- _TO DO_: Your answer should be a single number: the count of lines in the records below containing the word "marigold".

Collected data entries
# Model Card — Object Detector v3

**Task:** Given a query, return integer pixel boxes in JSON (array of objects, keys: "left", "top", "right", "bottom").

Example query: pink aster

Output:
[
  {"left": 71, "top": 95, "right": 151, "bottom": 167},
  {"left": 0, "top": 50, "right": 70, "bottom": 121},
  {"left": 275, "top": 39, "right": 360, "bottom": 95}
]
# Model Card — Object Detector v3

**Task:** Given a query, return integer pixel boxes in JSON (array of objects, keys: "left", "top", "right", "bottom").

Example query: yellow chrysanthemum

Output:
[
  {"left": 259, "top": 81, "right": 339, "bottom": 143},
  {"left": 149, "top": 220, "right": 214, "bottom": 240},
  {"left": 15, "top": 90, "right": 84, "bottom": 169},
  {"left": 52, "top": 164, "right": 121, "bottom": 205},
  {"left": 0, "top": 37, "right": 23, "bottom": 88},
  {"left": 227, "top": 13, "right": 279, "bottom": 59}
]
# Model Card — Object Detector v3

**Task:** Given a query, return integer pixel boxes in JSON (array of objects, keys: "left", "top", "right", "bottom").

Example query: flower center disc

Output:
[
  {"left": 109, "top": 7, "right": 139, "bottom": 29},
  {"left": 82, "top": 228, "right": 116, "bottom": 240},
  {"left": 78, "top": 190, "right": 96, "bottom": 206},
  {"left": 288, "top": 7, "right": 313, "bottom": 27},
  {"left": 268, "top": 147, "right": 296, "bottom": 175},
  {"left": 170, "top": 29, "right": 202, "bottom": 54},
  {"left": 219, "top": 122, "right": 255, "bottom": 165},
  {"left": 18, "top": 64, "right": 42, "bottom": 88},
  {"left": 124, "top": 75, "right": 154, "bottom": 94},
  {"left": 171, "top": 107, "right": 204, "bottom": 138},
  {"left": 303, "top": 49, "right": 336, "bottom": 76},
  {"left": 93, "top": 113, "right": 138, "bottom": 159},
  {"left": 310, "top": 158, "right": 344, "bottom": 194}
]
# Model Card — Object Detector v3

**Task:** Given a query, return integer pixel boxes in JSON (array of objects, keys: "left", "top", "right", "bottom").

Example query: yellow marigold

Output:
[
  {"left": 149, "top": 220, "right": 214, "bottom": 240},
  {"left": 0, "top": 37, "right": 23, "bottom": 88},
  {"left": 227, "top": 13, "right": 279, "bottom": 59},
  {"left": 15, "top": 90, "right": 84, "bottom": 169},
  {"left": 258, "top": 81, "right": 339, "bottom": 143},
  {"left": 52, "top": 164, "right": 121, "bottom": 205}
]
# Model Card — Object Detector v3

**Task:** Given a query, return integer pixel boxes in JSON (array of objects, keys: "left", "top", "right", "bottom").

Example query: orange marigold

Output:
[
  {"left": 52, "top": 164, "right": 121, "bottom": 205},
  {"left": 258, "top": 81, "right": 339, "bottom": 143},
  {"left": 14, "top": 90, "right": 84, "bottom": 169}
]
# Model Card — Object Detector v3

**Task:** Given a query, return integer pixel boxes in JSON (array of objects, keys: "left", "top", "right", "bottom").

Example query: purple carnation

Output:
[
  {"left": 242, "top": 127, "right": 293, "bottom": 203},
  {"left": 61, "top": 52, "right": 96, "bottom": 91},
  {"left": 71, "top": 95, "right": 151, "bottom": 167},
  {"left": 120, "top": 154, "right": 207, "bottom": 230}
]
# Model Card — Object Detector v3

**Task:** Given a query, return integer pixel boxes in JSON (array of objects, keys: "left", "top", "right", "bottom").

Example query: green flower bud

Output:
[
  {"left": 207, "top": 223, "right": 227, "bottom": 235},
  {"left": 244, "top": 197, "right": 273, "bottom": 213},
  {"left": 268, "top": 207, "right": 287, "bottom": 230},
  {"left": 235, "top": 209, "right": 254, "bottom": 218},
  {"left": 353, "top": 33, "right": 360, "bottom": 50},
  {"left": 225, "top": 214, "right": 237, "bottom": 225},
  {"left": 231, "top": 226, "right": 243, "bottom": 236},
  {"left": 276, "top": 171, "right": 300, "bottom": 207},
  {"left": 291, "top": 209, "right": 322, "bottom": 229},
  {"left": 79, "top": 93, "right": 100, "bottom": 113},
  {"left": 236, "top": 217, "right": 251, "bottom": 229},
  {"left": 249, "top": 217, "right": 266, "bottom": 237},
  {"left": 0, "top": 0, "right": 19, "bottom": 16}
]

- _WRITTEN RESPONSE_: 2